> [What you are asked to do] Reproduce all of the data below line for line, with no changes of any kind.

> [Raw data]
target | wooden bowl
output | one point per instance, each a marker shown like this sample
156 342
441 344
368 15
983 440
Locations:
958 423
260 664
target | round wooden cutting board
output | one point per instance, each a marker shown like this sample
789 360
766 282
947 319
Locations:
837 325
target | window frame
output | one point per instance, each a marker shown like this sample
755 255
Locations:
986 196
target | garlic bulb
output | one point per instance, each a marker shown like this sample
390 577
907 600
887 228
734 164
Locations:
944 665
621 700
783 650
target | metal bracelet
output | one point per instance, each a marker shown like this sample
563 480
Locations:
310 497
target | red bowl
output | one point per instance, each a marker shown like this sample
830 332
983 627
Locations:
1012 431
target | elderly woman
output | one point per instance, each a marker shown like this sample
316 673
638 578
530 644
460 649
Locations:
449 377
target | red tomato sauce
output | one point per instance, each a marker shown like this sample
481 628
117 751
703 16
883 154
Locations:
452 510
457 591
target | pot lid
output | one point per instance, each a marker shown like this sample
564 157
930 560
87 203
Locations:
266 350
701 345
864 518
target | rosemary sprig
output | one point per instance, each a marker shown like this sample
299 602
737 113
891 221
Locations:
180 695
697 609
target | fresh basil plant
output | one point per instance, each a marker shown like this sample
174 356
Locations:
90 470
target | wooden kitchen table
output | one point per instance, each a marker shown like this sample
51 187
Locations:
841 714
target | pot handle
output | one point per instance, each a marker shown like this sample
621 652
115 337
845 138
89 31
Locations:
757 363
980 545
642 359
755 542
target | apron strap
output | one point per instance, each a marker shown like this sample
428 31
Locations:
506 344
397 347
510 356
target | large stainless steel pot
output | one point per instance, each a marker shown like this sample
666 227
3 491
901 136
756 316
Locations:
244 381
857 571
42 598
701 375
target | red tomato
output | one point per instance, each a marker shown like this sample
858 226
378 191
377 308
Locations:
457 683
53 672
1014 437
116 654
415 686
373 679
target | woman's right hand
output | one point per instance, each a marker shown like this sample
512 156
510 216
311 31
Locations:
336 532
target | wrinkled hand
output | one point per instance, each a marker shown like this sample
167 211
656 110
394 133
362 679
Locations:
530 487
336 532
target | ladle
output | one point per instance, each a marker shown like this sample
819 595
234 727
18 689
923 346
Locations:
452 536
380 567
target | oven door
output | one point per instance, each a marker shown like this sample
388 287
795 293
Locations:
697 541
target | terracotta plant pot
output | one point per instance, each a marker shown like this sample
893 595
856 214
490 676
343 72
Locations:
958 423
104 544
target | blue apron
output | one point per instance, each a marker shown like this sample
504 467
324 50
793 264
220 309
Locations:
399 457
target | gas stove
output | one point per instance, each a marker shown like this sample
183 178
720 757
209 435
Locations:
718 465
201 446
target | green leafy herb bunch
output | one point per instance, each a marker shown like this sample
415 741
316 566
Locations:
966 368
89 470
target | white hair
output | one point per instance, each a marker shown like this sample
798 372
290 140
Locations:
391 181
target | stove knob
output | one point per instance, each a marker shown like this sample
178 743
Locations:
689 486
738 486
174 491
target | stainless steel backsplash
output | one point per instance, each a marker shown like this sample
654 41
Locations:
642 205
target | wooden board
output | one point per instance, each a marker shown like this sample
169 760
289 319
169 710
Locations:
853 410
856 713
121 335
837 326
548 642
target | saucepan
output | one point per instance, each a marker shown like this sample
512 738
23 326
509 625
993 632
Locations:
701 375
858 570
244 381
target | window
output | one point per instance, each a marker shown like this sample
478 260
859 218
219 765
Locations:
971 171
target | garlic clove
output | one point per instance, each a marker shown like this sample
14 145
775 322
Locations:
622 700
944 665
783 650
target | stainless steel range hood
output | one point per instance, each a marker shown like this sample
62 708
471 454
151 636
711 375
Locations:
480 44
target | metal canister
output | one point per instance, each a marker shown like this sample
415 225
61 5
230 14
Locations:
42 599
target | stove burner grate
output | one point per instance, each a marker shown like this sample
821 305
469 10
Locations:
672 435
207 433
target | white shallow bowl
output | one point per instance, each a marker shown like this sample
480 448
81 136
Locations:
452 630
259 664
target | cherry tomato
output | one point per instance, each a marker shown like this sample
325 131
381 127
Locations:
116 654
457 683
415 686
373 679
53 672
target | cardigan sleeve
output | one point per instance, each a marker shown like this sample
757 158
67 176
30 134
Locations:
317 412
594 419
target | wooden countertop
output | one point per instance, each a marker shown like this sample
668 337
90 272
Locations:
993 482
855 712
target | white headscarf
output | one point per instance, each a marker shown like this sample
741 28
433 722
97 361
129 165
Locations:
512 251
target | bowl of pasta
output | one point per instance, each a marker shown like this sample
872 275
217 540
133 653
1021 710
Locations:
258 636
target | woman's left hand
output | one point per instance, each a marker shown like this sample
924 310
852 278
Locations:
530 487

> [Exercise answer]
target | wooden bowl
output | one point per instance, each a marker shown like this sample
156 342
441 344
368 15
983 440
Locations:
958 423
260 664
target | round wooden cutting board
output | one point per instance, each a marker shown like this sample
789 360
766 282
947 319
Locations:
837 325
target | window frame
output | one point per instance, each a marker shown like this sample
755 255
Locations:
986 196
target | garlic bulb
output | one point per instance, each a marker shown like this sample
390 577
907 600
887 228
734 164
Locations:
944 665
621 700
783 650
target | metal bracelet
output | one point per instance, each a marker shown like this sample
563 480
Locations:
310 497
target | red bowl
output | one point per instance, each a marker shown like this sample
830 332
983 627
Locations:
1012 431
target | elderly woman
output | one point per instance, each a marker shown like this sample
316 673
638 578
530 644
460 649
Locations:
449 377
target | red tomato sauce
output | one point per instance, each a marker shown like this sample
481 628
117 751
703 16
883 154
Locations:
452 510
457 591
target | pot lid
output | one point per instance, each a marker shown like this sample
564 157
930 560
87 203
Locations:
266 350
701 345
864 518
target | rosemary sprig
output | one point per instance, each a marker shown like this sample
299 602
737 113
891 221
Locations:
180 695
697 609
target | fresh basil plant
output | one point per instance, each a marker shown like this sample
174 356
Locations:
90 470
target | wooden kitchen table
output | one point per instance, each a marker shown like this sample
51 187
Locations:
841 714
target | pot handle
output | one point per instance, each a marker shown like this sample
621 652
115 337
845 138
89 31
Locations:
757 363
980 545
642 359
755 542
target | apron strap
output | one point per instance, each a marker shown like this sample
428 31
Locations:
506 344
397 347
510 356
target | large stainless steel pot
output | one point per instance, each a marker shown like this sample
666 227
3 491
901 136
756 316
Locations:
244 381
857 571
42 598
701 375
target | red tomato
output | one point per instance, each a marker shown like this sample
858 226
378 191
377 308
Locations:
457 683
53 672
1014 437
116 654
415 686
373 679
target | woman's right hand
output | one point per instance, each a marker shown like this sample
512 156
510 216
311 31
Locations:
336 532
target | wrinkled hand
output | one point per instance, each a marker shown like this sample
167 211
656 110
394 133
362 679
Locations:
530 487
336 532
target | ladle
output | one point per instance, each a marker shown like this sample
819 595
234 727
18 689
923 346
Locations:
452 536
380 567
target | oven door
output | one point per instance, each a marker shown like this sample
388 287
795 293
Locations:
697 541
target | terracotta plant pot
output | one point per instance, each a marker shown like this sample
893 595
856 214
490 676
343 72
Locations:
958 423
104 544
target | blue apron
output | one point per instance, each a marker shown like this sample
504 467
324 50
793 264
220 309
Locations:
399 457
target | gas stove
output | one point per instance, each a marker shown like this sample
183 178
720 757
209 435
Locations:
718 465
201 446
target | green leafy herb bunch
output | one point per instance, each a marker shown like this sample
415 741
316 566
Locations:
966 368
89 470
target | white hair
output | one point per instance, each a marker shown like this sample
798 372
290 140
Locations:
391 181
target | stove knob
output | one point per instance, each a marker shown like this sample
178 743
Locations:
689 486
738 486
174 491
target | stainless steel backsplash
output | one point per instance, each a marker shown like this sample
654 41
Locations:
642 205
target | wooden board
output | one point per instance, each a marker shown like this sample
169 760
289 319
169 710
Locations:
853 410
856 713
121 335
837 326
548 642
target | saucepan
output | one point per instance, each a marker shown like this sample
512 738
23 326
509 625
993 632
Locations:
701 375
858 570
244 381
target | window
output | one point per instance, each a marker shown like this sample
478 260
859 218
219 765
Locations:
971 171
target | garlic clove
output | one point per instance, each a marker shown like this sample
14 145
775 322
Locations:
622 700
944 665
783 650
target | stainless steel range hood
output | one point per instance, each a marker shown like this sample
62 708
471 454
151 636
711 375
Locations:
480 44
target | metal canister
output | one point per instance, each a marker shown like this sample
415 225
61 5
230 14
Locations:
42 599
target | stove burner grate
output | one point per instance, each a marker shown like this sample
821 305
469 10
Locations:
672 435
207 433
target | white shallow bowl
output | one point per instance, each a marker shown like this sample
480 448
81 136
Locations:
452 630
259 664
target | cherry tomato
output | one point per instance, each a marker shown like this sample
325 131
381 127
Locations:
116 654
457 683
415 686
373 679
53 672
target | cardigan sleeve
output | one point per instance, each a marker shown like this sample
757 158
67 176
30 134
Locations:
317 412
594 419
target | wooden countertop
output | one point per instance, each a marker shown like this sample
668 337
90 272
Locations:
993 482
855 712
target | white headscarf
output | one point per instance, each a marker shown like this sample
741 28
433 722
97 361
129 165
Locations:
512 251
target | bowl of pasta
output | one point per instance, each a marker shown like this sample
872 275
217 540
133 653
1021 710
Locations:
258 636
target | woman's left hand
output | one point per instance, each a marker shown like this sample
924 310
852 278
Locations:
530 487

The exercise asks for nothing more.